TASK INSTRUCTIONS: For every line in the data below that contains "pane", copy the line.

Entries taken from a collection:
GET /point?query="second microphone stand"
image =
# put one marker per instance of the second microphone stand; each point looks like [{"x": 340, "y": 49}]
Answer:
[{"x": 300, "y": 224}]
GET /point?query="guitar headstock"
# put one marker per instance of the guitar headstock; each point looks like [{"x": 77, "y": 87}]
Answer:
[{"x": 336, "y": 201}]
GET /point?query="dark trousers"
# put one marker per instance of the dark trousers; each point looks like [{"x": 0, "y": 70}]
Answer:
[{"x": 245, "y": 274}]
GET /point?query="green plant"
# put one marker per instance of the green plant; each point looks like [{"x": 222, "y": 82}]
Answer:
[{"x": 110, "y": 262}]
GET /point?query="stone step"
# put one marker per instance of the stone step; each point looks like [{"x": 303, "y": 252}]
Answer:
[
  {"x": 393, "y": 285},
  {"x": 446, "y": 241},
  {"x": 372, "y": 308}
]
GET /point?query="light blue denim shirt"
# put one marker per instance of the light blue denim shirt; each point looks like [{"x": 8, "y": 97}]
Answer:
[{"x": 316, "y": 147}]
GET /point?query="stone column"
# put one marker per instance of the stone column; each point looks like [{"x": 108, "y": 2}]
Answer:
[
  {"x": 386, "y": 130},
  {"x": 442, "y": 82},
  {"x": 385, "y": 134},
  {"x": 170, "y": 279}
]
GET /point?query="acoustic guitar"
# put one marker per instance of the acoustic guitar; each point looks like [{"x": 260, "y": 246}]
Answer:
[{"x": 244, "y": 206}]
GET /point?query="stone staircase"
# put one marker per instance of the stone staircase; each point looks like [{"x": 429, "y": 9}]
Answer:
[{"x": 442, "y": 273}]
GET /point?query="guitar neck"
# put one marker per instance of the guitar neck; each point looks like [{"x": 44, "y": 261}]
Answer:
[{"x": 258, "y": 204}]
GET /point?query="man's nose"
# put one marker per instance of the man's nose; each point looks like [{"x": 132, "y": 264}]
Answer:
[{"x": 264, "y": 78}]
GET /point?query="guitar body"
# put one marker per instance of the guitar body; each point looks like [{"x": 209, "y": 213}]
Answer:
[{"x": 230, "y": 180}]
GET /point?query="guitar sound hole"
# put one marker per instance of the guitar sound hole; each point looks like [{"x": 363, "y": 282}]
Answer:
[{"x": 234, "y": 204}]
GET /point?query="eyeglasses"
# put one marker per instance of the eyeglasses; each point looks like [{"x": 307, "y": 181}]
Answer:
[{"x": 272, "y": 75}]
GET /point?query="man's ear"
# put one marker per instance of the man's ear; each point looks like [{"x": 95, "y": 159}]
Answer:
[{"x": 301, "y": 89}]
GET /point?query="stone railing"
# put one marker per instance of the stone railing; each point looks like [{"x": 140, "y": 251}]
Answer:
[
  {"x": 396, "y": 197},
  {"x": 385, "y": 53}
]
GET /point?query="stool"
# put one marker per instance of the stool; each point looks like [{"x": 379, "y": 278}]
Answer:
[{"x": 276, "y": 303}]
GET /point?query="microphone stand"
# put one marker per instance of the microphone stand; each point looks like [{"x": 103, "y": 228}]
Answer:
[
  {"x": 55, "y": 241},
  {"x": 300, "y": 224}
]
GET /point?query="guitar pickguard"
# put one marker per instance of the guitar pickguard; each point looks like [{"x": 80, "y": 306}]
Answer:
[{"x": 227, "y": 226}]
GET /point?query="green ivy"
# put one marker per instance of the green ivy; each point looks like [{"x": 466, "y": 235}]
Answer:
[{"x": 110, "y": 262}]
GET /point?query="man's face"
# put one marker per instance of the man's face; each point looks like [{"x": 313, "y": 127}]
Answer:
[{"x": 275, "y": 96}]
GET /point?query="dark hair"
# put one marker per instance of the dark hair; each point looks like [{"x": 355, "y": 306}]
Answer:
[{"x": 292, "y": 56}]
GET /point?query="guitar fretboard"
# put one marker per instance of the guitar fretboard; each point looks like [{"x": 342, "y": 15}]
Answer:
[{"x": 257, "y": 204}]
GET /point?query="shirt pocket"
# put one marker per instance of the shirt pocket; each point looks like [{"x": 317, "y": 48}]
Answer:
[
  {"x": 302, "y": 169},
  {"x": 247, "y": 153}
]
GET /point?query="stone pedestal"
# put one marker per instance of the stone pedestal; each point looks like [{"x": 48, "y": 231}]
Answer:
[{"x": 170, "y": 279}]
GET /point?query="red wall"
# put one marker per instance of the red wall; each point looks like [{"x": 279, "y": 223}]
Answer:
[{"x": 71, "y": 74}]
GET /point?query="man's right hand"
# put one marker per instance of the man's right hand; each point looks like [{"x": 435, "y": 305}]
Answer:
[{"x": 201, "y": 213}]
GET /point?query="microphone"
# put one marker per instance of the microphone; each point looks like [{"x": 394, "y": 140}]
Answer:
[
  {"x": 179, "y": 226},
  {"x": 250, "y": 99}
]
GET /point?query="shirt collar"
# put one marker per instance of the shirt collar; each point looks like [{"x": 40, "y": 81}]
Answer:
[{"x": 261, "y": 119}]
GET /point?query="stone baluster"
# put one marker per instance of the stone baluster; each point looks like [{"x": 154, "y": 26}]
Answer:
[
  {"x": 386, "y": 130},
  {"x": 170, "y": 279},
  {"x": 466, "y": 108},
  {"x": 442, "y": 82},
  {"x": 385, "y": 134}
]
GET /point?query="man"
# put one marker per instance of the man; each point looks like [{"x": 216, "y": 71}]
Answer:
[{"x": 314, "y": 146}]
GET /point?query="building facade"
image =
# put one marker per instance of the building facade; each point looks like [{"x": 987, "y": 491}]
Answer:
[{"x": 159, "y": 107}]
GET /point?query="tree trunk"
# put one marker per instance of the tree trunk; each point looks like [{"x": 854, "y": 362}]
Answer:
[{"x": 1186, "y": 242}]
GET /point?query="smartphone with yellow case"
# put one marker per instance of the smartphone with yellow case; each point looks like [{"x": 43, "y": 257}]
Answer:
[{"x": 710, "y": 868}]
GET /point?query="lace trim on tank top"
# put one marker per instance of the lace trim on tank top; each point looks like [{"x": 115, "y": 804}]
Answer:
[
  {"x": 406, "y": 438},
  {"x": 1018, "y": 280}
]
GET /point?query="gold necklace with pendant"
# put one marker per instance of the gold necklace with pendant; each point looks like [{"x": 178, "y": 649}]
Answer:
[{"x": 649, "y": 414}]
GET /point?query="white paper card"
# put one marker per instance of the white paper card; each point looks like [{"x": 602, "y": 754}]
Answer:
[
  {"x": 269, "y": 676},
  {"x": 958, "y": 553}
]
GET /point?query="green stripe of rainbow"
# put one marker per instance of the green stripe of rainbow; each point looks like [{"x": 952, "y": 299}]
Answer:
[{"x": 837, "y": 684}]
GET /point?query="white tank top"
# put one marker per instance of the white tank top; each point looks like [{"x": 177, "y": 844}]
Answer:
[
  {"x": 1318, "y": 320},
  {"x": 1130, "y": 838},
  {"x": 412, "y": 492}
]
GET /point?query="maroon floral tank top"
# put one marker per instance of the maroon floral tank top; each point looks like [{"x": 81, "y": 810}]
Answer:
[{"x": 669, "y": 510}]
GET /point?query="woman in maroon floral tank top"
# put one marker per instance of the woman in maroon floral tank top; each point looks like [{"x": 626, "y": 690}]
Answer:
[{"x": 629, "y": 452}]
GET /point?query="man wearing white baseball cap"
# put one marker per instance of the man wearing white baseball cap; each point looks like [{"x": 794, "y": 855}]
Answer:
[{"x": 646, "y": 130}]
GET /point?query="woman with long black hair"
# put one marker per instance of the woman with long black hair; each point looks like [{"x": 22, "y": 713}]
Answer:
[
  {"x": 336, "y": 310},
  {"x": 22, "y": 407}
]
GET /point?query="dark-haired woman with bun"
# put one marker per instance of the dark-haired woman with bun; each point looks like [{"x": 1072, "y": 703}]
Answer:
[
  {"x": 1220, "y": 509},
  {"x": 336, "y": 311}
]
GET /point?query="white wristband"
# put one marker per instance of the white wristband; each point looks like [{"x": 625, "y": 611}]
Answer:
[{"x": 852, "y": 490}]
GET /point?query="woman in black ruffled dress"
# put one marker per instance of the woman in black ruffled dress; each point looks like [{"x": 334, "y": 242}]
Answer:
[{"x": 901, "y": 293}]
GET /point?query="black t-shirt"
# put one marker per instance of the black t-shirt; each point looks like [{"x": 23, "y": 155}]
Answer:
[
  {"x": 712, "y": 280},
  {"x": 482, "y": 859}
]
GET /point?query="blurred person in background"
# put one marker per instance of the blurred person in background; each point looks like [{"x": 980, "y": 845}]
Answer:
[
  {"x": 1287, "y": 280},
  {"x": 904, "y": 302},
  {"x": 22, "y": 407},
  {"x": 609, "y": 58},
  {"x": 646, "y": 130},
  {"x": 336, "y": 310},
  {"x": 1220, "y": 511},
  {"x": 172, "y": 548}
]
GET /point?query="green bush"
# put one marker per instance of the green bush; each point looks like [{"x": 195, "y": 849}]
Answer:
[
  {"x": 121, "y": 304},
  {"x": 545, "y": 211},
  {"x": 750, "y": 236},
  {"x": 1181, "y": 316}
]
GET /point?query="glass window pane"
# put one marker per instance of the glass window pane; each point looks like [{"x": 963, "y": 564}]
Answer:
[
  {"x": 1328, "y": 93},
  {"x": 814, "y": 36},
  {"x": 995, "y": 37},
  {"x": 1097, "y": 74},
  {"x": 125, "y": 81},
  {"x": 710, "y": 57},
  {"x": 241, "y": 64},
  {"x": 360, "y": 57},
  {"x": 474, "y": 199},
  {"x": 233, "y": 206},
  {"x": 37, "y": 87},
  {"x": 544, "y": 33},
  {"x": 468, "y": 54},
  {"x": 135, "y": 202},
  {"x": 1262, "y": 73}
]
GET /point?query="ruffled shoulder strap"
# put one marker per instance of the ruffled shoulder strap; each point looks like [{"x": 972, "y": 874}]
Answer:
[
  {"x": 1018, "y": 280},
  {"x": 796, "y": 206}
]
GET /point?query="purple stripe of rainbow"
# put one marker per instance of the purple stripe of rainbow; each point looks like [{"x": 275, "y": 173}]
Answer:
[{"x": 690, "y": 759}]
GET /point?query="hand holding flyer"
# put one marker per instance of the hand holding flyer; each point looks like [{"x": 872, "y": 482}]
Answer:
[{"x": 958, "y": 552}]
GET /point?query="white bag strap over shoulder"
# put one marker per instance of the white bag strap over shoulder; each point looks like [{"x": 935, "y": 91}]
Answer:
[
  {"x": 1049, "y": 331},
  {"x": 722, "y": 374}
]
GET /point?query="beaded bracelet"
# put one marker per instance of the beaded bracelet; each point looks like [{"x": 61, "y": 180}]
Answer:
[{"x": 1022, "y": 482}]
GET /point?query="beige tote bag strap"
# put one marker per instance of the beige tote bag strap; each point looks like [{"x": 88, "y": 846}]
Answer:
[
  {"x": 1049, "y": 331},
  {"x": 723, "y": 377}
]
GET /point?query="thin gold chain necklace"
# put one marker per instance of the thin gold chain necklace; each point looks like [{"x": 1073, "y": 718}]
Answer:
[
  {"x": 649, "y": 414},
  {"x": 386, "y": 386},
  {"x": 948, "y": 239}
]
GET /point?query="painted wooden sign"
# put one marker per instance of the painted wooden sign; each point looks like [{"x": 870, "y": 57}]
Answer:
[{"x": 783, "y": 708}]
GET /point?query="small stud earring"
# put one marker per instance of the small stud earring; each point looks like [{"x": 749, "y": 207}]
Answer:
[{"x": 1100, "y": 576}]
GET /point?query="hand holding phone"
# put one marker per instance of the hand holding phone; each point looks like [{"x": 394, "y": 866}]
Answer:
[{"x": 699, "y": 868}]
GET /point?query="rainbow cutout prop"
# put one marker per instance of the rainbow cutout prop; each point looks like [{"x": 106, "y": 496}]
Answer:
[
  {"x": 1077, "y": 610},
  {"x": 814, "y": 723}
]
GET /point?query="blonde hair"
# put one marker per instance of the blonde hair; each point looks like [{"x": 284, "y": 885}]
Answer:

TASK RESULT:
GET /point?query="glass window pane"
# put one marker per instance of the glass window pane; each point looks like [{"x": 963, "y": 564}]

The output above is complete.